» Stated goal
Which lines in the listing below contain the word "vegetation"? Pull out each of them in full.

(Entries from a dataset)
○ ○ ○ ○ ○
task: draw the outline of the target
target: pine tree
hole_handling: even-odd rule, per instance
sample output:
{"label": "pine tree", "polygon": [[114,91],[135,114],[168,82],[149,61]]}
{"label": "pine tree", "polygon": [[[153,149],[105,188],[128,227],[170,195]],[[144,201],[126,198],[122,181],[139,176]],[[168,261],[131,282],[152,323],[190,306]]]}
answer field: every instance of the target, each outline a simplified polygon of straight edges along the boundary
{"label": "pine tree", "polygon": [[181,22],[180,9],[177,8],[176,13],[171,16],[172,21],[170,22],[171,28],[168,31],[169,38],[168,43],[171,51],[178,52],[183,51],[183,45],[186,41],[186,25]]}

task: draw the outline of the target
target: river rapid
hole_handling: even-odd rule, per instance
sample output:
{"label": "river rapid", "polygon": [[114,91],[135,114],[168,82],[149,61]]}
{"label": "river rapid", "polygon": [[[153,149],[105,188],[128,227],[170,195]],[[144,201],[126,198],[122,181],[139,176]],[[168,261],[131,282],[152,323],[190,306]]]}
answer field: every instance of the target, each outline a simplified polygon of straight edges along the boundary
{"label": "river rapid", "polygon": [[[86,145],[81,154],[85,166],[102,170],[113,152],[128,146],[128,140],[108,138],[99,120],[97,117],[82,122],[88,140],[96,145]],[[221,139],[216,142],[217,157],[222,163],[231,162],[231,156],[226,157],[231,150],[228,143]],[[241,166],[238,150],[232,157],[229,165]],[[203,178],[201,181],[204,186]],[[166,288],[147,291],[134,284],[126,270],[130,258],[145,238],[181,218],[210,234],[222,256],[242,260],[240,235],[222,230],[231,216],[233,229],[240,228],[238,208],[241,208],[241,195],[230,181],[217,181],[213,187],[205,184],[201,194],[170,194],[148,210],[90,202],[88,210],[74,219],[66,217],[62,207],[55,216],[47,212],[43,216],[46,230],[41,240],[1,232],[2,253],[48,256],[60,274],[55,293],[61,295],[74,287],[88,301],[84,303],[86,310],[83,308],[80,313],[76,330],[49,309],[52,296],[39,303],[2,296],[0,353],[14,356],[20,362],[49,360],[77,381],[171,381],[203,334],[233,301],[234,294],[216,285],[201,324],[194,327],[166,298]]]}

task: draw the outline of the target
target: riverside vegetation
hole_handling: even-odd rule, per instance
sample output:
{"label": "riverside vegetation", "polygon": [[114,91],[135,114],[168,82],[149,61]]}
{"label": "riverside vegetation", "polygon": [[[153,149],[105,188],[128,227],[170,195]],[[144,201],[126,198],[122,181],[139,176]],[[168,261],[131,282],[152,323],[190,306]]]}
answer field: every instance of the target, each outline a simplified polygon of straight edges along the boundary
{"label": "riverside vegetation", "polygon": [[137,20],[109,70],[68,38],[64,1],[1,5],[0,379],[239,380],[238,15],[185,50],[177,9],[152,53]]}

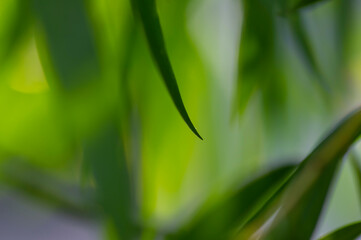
○ ○ ○ ○ ○
» Task response
target: riverside vegetation
{"label": "riverside vegetation", "polygon": [[114,91],[135,114],[168,82],[149,61]]}
{"label": "riverside vegetation", "polygon": [[[153,149],[105,188],[128,227],[170,195]],[[144,201],[126,198],[122,181],[139,176]],[[168,261],[131,282],[152,323],[190,306]]]}
{"label": "riverside vegetation", "polygon": [[137,20],[109,70],[68,38],[64,1],[1,5],[0,379],[239,380],[238,15],[185,50],[177,9],[152,53]]}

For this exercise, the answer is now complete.